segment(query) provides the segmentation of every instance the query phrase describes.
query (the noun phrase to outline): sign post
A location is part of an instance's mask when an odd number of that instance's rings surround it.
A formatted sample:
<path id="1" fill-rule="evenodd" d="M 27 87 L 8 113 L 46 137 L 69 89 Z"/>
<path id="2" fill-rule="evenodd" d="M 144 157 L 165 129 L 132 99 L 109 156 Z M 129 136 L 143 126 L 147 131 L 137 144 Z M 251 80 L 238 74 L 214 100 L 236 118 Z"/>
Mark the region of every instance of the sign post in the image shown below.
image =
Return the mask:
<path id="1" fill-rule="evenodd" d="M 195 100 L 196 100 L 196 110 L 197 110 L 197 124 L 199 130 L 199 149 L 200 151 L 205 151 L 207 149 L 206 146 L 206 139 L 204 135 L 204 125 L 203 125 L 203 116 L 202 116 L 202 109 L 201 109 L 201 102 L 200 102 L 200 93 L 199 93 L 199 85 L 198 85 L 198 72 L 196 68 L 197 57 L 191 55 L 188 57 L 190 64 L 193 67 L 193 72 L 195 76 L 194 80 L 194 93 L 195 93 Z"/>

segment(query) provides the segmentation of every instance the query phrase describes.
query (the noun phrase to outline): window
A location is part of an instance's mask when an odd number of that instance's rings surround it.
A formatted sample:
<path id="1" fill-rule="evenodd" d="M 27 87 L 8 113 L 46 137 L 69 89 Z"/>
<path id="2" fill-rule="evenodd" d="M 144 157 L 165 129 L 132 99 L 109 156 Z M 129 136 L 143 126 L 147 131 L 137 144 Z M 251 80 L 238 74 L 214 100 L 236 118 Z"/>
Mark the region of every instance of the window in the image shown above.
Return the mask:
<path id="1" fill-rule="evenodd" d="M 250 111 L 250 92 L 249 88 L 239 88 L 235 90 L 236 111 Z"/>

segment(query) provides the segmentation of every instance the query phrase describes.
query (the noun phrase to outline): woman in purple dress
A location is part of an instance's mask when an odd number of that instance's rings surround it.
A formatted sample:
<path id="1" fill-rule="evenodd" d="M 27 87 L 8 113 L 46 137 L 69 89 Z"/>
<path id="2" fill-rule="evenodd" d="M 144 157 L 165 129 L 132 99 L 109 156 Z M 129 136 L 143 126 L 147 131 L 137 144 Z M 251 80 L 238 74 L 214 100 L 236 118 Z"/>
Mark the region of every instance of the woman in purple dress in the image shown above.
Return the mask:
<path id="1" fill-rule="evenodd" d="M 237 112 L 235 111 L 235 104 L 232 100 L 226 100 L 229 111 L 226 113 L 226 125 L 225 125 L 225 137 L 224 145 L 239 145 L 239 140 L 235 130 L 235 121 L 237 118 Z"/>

^^^^

Rewrite every line of the items above as a JSON list of strings, one string per line, leaving out blank lines.

ANSWER BELOW ::
[
  "segment(query) provides the segmentation of every instance the query phrase describes.",
  "query (the noun phrase to outline): sign post",
  "A location is part of an instance's mask when an odd number of that instance's rings surround it.",
  "A formatted sample:",
  "<path id=\"1\" fill-rule=\"evenodd\" d=\"M 27 87 L 8 113 L 46 137 L 69 89 Z\"/>",
  "<path id=\"2\" fill-rule=\"evenodd\" d=\"M 144 157 L 165 129 L 132 99 L 109 156 Z M 129 136 L 143 126 L 147 131 L 137 144 Z M 251 80 L 238 74 L 214 100 L 236 118 Z\"/>",
  "Mark the region of every instance of the sign post in the image shown below.",
  "image =",
  "Return the mask:",
  "<path id=\"1\" fill-rule=\"evenodd\" d=\"M 195 100 L 196 100 L 196 110 L 197 110 L 197 124 L 199 130 L 199 149 L 200 151 L 205 151 L 207 149 L 206 146 L 206 139 L 204 135 L 204 125 L 203 125 L 203 116 L 202 116 L 202 109 L 201 109 L 201 102 L 200 102 L 200 93 L 199 93 L 199 85 L 198 85 L 198 72 L 196 68 L 197 57 L 191 55 L 188 57 L 190 64 L 193 67 L 193 72 L 195 76 L 194 80 L 194 93 L 195 93 Z\"/>",
  "segment(query) provides the segmentation of every instance the query phrase describes.",
  "query (the noun phrase to outline): window",
  "A location is part of an instance's mask when an odd number of that instance's rings surround it.",
  "A formatted sample:",
  "<path id=\"1\" fill-rule=\"evenodd\" d=\"M 27 87 L 8 113 L 46 137 L 69 89 Z\"/>",
  "<path id=\"2\" fill-rule=\"evenodd\" d=\"M 144 157 L 165 129 L 132 99 L 109 156 Z M 129 136 L 143 126 L 147 131 L 137 144 Z M 251 80 L 238 74 L 214 100 L 236 118 Z\"/>",
  "Mark the region of every instance of the window in the image shown above.",
  "Return the mask:",
  "<path id=\"1\" fill-rule=\"evenodd\" d=\"M 250 111 L 250 92 L 249 88 L 239 88 L 235 90 L 236 111 Z\"/>",
  "segment(query) provides the segmentation of every instance the query phrase describes.",
  "query (the noun phrase to outline): woman in purple dress",
  "A location is part of an instance's mask when an odd number of that instance's rings surround it.",
  "A formatted sample:",
  "<path id=\"1\" fill-rule=\"evenodd\" d=\"M 27 87 L 8 113 L 46 137 L 69 89 Z\"/>",
  "<path id=\"2\" fill-rule=\"evenodd\" d=\"M 144 157 L 165 129 L 132 99 L 109 156 Z M 129 136 L 143 126 L 147 131 L 137 144 Z M 251 80 L 238 74 L 214 100 L 236 118 Z\"/>",
  "Mark the region of every instance of the woman in purple dress in the image shown above.",
  "Return the mask:",
  "<path id=\"1\" fill-rule=\"evenodd\" d=\"M 237 112 L 235 111 L 235 104 L 232 100 L 226 100 L 229 111 L 226 113 L 226 125 L 225 125 L 225 137 L 224 145 L 239 145 L 239 140 L 235 130 L 235 121 L 237 118 Z\"/>"
]